Give the lines again exactly, from the one holding "the form (911,215);" to the last line of the listing below, both ends included and nothing added.

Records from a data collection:
┌──
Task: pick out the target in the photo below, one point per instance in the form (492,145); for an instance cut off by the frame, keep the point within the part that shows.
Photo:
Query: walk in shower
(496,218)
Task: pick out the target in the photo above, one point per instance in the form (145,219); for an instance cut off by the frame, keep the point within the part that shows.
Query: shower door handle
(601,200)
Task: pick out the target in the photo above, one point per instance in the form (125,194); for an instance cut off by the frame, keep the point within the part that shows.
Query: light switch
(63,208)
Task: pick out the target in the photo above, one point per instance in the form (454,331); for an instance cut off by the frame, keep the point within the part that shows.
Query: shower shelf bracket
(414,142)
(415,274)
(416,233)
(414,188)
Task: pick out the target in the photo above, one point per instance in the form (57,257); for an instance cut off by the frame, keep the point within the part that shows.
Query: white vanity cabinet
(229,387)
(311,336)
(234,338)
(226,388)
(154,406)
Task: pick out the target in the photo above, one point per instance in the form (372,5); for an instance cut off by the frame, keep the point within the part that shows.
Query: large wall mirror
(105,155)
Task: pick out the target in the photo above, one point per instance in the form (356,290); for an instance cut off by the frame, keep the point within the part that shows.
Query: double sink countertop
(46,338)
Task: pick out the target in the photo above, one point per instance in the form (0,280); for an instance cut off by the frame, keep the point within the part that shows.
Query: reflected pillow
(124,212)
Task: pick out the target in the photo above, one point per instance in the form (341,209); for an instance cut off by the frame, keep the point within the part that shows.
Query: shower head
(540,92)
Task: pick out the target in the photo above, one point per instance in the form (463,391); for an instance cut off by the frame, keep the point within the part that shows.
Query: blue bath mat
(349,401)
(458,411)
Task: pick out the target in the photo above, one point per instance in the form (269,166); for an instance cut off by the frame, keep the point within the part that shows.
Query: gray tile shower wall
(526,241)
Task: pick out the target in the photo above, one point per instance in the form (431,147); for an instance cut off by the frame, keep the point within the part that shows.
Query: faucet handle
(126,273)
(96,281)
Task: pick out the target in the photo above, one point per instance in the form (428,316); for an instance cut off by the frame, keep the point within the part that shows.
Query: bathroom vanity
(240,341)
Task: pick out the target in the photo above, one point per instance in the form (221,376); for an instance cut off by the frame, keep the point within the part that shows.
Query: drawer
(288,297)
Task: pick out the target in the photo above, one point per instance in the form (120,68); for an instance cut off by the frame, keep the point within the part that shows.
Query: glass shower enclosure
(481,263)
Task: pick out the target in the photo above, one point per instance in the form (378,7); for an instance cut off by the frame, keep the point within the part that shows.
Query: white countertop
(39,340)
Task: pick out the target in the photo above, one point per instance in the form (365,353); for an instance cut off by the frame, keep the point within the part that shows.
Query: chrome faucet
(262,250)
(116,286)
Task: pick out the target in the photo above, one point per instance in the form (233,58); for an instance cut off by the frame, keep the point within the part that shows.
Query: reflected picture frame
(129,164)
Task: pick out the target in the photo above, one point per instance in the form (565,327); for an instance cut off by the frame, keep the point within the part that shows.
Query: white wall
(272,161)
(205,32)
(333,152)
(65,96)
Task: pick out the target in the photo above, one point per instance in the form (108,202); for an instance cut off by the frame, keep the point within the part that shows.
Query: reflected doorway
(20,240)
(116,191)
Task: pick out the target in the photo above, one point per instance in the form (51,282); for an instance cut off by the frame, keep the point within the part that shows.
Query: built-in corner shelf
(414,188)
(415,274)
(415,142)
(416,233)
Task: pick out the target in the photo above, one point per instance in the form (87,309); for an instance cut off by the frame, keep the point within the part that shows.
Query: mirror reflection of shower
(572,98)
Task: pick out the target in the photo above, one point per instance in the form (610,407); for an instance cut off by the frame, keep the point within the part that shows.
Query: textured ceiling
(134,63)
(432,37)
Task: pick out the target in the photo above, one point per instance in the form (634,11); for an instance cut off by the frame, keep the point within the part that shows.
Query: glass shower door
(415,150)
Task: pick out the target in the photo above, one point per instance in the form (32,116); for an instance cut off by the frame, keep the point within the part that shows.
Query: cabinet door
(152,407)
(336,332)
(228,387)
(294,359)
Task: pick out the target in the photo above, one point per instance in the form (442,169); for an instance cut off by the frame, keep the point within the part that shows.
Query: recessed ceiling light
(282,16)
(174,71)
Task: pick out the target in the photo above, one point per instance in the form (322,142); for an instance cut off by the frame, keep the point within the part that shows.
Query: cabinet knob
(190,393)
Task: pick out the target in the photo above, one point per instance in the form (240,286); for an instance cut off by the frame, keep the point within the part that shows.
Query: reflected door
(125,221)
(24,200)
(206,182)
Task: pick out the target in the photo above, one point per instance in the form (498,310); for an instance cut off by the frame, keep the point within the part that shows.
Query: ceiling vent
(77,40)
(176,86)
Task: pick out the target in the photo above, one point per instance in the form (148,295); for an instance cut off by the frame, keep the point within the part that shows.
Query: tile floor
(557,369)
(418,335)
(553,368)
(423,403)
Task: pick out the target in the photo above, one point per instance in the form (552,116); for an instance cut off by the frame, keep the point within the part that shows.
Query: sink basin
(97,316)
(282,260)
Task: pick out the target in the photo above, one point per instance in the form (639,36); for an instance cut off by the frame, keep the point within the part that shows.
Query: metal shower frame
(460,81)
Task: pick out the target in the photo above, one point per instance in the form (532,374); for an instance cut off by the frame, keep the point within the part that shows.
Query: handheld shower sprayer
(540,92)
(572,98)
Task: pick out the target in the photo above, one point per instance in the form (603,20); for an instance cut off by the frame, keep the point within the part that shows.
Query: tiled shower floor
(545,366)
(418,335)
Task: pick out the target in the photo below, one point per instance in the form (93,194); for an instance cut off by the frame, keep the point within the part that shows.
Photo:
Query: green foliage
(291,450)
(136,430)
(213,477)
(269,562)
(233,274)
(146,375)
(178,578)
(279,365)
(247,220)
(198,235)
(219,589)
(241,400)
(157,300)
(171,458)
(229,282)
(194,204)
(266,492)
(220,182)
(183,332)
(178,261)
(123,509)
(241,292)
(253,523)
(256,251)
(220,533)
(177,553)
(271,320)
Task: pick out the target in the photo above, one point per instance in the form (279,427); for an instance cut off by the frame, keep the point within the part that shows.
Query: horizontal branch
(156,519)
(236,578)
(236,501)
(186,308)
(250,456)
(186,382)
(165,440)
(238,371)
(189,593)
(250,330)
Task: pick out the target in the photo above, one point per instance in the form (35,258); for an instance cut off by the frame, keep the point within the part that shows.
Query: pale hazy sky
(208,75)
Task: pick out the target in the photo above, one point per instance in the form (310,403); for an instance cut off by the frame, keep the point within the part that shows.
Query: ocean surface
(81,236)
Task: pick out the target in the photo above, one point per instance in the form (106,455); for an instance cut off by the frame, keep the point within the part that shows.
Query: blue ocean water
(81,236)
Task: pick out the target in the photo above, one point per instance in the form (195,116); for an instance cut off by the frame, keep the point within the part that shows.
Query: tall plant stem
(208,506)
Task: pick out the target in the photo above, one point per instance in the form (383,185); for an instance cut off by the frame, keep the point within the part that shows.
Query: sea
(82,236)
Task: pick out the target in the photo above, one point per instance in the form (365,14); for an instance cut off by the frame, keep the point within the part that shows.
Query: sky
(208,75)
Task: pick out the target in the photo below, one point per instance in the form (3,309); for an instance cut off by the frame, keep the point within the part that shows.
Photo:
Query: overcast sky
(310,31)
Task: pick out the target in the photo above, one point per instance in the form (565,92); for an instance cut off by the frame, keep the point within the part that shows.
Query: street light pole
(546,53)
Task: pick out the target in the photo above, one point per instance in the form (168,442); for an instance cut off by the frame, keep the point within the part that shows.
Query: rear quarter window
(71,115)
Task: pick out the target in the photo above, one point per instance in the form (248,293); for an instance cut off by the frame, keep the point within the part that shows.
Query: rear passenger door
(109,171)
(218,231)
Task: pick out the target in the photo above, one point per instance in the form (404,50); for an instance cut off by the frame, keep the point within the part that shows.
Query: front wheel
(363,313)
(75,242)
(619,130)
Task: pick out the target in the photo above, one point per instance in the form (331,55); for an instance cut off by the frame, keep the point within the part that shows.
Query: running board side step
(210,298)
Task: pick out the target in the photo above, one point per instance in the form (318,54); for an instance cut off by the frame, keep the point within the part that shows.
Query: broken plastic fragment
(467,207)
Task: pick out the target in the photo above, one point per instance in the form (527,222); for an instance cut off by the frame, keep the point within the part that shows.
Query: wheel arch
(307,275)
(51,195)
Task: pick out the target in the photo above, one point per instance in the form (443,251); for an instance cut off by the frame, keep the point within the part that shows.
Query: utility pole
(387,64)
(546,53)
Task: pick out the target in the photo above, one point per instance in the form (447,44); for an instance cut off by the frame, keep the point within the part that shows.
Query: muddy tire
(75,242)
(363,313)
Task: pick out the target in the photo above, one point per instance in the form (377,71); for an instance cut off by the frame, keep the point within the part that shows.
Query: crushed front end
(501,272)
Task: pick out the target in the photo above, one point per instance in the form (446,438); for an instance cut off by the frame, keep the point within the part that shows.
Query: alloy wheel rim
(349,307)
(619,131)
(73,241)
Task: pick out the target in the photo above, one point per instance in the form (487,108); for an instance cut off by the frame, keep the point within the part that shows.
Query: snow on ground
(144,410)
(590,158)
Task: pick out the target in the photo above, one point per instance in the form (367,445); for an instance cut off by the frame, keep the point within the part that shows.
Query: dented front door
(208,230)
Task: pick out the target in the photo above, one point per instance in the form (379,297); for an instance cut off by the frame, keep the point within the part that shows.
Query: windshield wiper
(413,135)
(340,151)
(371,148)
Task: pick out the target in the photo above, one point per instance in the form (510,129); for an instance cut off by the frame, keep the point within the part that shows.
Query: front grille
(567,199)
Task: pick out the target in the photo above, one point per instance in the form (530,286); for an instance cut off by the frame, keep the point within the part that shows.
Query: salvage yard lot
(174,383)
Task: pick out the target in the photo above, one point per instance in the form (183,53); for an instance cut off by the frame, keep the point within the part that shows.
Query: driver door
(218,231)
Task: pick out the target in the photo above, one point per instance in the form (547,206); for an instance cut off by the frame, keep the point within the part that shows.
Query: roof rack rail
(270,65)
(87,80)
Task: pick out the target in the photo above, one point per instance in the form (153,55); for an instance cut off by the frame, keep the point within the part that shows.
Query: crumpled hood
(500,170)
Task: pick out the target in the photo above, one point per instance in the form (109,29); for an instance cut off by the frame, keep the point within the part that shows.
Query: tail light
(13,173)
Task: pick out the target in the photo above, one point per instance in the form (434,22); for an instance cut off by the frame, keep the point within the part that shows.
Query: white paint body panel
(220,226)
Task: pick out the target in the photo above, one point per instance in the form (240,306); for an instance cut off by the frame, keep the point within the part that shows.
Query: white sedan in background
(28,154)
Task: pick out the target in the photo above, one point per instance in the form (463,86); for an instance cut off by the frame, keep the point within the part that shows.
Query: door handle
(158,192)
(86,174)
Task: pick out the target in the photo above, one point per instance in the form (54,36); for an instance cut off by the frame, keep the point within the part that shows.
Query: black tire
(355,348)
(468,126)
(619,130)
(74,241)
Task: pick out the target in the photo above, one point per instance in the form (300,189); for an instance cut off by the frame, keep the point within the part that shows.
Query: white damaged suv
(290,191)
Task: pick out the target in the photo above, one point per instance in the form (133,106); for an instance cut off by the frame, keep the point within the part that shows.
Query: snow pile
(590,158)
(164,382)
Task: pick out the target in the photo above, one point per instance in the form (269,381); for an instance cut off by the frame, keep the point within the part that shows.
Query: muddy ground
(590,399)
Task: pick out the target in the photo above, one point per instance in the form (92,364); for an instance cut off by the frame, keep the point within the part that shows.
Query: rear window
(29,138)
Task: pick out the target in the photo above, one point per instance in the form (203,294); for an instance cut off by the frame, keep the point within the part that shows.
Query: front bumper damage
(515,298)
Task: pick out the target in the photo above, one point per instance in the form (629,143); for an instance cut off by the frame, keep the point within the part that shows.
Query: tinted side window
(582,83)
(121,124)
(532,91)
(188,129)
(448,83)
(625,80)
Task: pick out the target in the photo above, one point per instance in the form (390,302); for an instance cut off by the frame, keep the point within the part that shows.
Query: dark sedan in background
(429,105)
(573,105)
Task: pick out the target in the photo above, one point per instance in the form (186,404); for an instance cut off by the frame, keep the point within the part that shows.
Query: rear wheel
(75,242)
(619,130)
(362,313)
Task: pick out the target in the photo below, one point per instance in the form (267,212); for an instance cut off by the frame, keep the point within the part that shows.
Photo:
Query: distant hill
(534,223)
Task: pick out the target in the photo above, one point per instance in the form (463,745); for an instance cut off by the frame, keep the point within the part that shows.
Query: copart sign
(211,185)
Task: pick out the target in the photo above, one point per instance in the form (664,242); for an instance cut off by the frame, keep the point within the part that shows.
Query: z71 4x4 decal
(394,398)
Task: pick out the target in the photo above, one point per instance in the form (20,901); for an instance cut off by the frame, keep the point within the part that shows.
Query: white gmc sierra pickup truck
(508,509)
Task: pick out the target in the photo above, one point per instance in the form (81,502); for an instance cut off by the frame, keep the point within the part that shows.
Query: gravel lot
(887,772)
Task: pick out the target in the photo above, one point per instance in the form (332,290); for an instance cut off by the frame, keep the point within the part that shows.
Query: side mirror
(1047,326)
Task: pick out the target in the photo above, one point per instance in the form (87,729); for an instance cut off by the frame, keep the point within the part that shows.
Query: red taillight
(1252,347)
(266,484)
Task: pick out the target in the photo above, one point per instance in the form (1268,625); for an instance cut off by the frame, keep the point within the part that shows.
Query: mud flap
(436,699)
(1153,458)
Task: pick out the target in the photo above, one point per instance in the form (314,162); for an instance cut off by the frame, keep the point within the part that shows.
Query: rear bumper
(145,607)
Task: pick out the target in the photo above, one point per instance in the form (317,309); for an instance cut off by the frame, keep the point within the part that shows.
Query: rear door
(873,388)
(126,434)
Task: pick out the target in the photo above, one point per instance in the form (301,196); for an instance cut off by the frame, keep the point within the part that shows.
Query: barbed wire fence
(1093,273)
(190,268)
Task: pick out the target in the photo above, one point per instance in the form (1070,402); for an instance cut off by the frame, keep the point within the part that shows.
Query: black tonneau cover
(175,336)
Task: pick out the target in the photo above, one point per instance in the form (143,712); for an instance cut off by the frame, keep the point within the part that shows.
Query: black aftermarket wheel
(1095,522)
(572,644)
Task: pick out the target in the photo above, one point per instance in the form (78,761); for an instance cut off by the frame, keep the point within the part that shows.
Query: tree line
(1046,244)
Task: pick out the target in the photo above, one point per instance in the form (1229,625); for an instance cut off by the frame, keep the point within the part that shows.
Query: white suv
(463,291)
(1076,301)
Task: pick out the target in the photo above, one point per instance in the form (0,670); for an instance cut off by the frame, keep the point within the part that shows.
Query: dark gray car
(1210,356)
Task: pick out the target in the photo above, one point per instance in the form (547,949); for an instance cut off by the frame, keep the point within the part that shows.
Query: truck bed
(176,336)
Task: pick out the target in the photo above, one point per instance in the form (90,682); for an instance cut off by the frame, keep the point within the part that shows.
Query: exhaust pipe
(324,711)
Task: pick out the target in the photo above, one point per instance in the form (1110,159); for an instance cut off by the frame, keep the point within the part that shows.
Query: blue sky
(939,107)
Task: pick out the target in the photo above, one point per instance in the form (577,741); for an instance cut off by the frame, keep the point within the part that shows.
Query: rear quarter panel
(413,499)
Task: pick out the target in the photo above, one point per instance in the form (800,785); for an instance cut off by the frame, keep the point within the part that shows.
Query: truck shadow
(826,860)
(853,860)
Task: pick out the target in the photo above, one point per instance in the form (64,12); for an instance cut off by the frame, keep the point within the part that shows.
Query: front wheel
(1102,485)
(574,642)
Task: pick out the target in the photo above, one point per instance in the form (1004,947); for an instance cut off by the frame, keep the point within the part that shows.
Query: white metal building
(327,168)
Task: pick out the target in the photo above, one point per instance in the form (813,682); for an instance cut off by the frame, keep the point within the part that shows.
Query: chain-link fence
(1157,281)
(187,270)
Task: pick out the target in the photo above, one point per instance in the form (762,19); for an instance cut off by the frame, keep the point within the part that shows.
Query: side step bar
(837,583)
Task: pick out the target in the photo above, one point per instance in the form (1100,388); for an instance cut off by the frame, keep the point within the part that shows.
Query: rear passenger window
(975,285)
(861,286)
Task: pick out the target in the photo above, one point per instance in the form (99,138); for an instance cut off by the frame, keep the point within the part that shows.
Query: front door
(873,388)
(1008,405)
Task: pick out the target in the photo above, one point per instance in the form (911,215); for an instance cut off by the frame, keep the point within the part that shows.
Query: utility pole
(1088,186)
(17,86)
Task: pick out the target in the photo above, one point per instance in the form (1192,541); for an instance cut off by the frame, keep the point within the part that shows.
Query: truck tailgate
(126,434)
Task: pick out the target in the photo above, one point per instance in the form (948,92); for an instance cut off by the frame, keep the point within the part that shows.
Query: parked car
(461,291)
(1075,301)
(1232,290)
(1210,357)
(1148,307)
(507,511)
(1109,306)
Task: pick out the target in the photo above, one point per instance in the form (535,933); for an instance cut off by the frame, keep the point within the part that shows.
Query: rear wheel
└──
▶ [Task answer]:
Task: pick out the target in the photo above, one point per instance in the form (911,215); for an instance cut off by the frame, keep the point within the part that shows.
Query: utility pole
(1088,186)
(17,86)
Task: pick out the target in the photo above, one point per instance in the form (1192,541); for an instance cut off by the frame, keep the point within the part that shows.
Query: truck tailgate
(126,434)
Task: pick out the target in the photo above, one point per instance in the form (948,92); for an instance cut off by the frame, keep the point within the part that shows.
Query: parked car
(461,291)
(1075,301)
(1232,290)
(1210,357)
(1148,307)
(507,511)
(1109,306)
Task: pick out the target in the photo above, one point per instance in the form (535,933); for an instance cut off by the frame, keep the point within the part that shows.
Query: rear wheel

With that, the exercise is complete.